### TASK INSTRUCTIONS
Without changing a single character, write out every record below.

### EXERCISE INPUT
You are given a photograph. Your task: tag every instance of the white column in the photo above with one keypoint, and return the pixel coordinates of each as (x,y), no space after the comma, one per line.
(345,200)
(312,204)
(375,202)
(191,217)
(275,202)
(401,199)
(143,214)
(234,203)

### SOLUTION FOR THIS PROBLEM
You are given a photograph. Your task: tag every instance of the white column in the photo above with one keypoint, and return the pixel coordinates of each as (x,y), no space after the comma, one per line.
(345,200)
(312,204)
(375,202)
(191,217)
(275,202)
(401,199)
(143,214)
(234,203)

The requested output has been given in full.